━━━ PROVIDED TEXT ━━━

Dr. Tom Colletti, DHSc, PA-C, DFAAPA; Jenna Rolfs, DMSc, PA-C; Jaqueline Perdue, DMSc, PA-C
Purpose: The purpose of this article is to review the essentials, epidemiology, pathophysiology, common presentation, diagnosis, and treatment of Brugada syndrome (BrS).
Method: A PubMed and ProQuest literature search was conducted with the search terms Brugada Syndrome. Ten pertinent articles were retrieved and served as the basis for this clinical review.
Results: The diagnostic approach and treatment recommendations continue to evolve in BrS. The primary tool for diagnosis is the changes appreciated on the patient’s electrocardiogram (ECG). Type 1 Brugada syndrome, also known as the coved type, is defined as an ST-elevation of greater than or equal to 2 millimeters among the V1 – V2/V3 precordial leads on ECG with associated T-wave inversion. The prior mainstay of therapy for BrS has been an implanted cardioverter defibrillator (ICD) with long-term follow-up. However, recent advances have determined that this dysrhythmia originates in the right ventricular outflow tract (RVOT) and that radiofrequency ablation can decrease the number of appropriate ICD shocks and symptoms.

━━━ SUPPLIED ENTRIES ━━━

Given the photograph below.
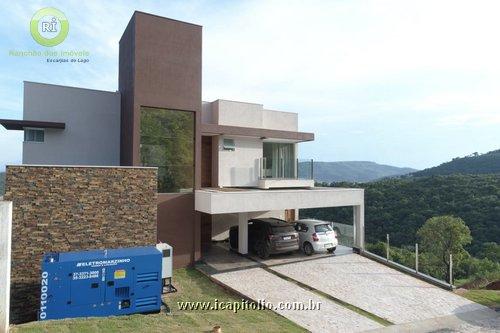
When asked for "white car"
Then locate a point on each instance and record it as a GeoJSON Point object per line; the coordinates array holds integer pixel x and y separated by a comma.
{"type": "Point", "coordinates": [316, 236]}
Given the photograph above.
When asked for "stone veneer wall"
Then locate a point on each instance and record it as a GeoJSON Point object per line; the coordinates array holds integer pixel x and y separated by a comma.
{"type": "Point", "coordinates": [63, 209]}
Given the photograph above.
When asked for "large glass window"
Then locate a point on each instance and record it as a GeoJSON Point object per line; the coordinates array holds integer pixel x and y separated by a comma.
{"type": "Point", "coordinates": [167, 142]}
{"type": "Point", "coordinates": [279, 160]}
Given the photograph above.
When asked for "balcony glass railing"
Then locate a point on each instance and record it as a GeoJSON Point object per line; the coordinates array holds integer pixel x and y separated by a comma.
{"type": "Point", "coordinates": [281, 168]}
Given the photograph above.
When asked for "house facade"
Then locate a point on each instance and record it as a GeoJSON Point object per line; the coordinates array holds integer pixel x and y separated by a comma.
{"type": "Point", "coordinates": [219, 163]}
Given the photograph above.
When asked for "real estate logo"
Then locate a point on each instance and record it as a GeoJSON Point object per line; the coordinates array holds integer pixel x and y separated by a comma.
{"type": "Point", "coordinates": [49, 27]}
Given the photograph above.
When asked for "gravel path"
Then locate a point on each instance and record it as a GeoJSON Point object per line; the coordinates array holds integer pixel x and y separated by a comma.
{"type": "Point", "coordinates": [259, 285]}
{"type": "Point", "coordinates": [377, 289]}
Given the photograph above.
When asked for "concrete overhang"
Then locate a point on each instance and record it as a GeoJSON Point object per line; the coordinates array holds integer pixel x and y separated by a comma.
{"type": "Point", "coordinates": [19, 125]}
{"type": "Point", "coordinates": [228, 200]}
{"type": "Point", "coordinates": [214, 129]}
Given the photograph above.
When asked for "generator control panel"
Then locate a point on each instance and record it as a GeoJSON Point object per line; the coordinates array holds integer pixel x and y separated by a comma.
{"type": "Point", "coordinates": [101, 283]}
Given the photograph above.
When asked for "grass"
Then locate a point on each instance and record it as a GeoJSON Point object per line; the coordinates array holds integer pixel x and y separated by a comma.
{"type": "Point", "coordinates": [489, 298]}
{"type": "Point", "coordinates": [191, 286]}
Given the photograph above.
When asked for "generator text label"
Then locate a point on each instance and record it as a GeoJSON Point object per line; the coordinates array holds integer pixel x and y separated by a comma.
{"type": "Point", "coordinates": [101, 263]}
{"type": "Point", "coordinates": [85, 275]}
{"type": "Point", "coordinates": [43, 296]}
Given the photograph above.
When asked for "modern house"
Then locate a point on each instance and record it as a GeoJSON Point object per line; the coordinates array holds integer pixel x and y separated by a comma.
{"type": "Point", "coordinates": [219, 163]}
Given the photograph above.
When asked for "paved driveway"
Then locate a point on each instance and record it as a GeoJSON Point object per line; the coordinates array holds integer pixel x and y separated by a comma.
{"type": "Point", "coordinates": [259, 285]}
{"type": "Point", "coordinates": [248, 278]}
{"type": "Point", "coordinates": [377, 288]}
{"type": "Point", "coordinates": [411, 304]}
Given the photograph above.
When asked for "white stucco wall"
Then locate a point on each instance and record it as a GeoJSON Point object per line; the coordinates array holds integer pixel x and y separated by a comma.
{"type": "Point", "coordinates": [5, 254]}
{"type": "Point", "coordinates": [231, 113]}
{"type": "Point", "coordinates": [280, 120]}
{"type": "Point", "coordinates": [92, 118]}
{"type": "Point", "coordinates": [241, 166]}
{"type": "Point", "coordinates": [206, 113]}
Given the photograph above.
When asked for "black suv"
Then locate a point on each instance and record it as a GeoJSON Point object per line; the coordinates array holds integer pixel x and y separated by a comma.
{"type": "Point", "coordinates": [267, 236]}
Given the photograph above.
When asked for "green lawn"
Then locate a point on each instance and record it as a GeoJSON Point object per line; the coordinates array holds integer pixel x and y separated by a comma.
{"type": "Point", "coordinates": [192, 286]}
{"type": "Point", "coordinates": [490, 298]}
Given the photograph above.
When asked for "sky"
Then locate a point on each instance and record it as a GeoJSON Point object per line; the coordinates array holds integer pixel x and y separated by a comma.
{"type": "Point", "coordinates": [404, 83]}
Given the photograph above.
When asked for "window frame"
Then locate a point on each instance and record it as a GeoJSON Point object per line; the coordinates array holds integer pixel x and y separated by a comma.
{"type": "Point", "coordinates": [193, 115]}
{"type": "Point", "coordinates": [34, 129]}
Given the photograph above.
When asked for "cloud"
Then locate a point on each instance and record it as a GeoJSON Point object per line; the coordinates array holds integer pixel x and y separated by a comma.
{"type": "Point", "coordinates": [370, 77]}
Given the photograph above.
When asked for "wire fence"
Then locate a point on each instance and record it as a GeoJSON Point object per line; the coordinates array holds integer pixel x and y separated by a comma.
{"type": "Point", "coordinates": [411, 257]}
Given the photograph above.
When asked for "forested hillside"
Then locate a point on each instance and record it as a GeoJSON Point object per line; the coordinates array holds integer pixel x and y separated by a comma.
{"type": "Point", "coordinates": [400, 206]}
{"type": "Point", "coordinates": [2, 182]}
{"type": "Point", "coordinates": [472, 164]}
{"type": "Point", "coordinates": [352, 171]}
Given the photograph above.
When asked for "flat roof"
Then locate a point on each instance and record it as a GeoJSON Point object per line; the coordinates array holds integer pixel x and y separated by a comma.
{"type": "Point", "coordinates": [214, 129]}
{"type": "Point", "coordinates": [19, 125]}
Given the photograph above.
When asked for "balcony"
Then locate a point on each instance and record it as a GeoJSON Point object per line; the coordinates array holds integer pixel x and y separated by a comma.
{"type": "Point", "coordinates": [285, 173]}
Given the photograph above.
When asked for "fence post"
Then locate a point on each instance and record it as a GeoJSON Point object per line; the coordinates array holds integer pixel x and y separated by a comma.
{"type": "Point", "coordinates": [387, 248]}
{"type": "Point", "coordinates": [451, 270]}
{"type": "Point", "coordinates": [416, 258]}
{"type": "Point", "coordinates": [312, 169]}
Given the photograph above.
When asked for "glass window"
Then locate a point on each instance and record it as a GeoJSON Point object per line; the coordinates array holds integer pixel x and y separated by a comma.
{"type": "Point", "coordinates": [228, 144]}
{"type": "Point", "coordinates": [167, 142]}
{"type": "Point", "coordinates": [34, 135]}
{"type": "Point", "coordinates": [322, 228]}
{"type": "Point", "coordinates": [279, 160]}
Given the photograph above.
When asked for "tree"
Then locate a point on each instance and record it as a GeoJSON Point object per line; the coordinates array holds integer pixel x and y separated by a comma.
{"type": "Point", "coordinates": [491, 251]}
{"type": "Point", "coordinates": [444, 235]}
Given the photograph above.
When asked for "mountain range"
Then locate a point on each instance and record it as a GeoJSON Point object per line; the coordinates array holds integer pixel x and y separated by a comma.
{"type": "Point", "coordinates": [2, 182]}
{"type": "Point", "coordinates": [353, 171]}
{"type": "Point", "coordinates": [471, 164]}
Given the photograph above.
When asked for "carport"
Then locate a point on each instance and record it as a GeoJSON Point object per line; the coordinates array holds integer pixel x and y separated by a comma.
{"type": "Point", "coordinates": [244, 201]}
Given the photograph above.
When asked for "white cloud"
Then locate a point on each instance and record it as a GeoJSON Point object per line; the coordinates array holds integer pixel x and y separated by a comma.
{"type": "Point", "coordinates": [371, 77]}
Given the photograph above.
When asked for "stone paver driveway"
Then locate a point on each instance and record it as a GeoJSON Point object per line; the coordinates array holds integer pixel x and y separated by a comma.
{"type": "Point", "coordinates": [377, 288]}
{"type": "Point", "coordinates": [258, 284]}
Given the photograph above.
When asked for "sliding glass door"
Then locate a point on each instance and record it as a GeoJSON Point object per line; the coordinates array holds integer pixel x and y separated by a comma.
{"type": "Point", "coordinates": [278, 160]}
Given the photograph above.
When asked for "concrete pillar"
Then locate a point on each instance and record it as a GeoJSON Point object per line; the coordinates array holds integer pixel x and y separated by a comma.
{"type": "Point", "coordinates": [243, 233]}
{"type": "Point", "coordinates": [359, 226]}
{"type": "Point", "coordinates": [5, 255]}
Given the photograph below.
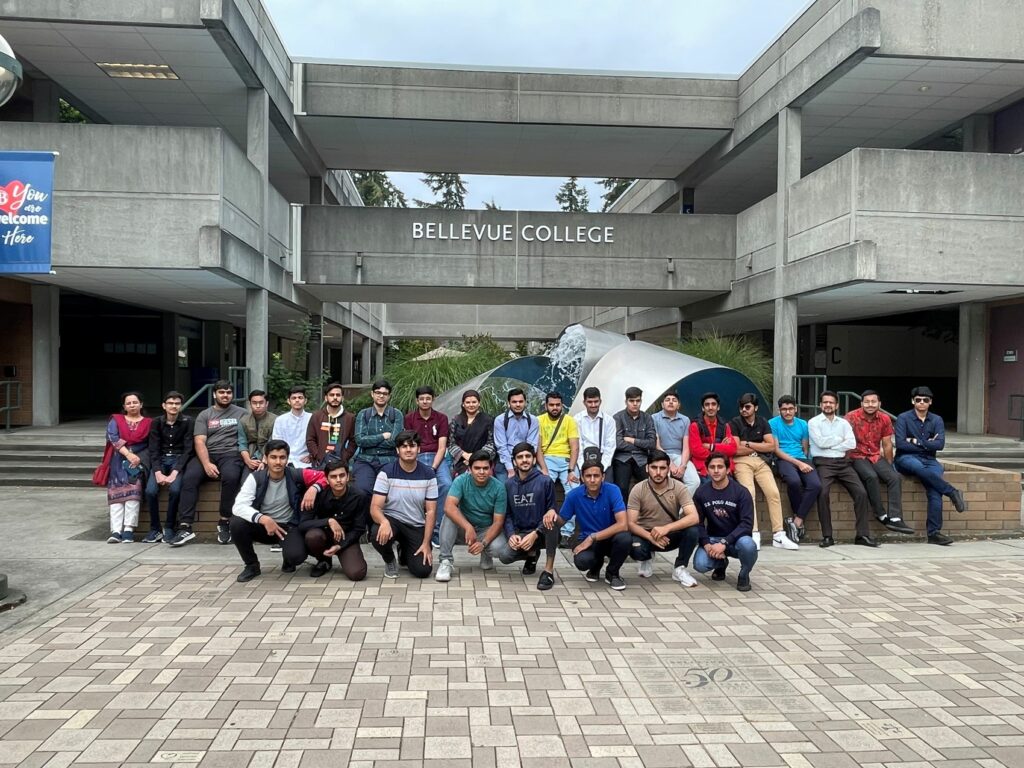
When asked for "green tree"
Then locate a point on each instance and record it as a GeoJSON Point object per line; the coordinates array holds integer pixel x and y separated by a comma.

━━━

• INSTRUCTIONS
- a) Answer these questions from the Brugada syndrome abstract:
(i) How many articles served as the basis for the review?
(ii) What is the primary tool for diagnosing the condition?
(iii) Where has the dysrhythmia been found to originate?
- b) Extend the Brugada syndrome abstract, picking up after its final sentence.
The items have nothing to do with the Brugada syndrome abstract.

• EXERCISE RESULTS
- a)
(i) Ten pertinent articles.
(ii) The changes seen on the patient's electrocardiogram (ECG).
(iii) In the right ventricular outflow tract (RVOT).

- b)
Conclusion: Brugada syndrome is a rare inherited dysrhythmia that predisposes patients to sudden cardiac death due to ventricular fibrillation. The most common genetic mutation associated is SCN5A, which is present in about 30% of patients diagnosed with BrS. BrS most commonly affects males of Asian descent. Pharmacologic therapy, ICD implantation, and radiofrequency ablation is the recommended treatment. Further research is needed to determine the prevalence of BrS in asymptomatic patients and other associated genetic abnormalities.
Lower A. Brugada Syndrome: A Clinical Review. University of Lynchburg DMSc Doctoral Project Assignment Repository. 2022; 4(3).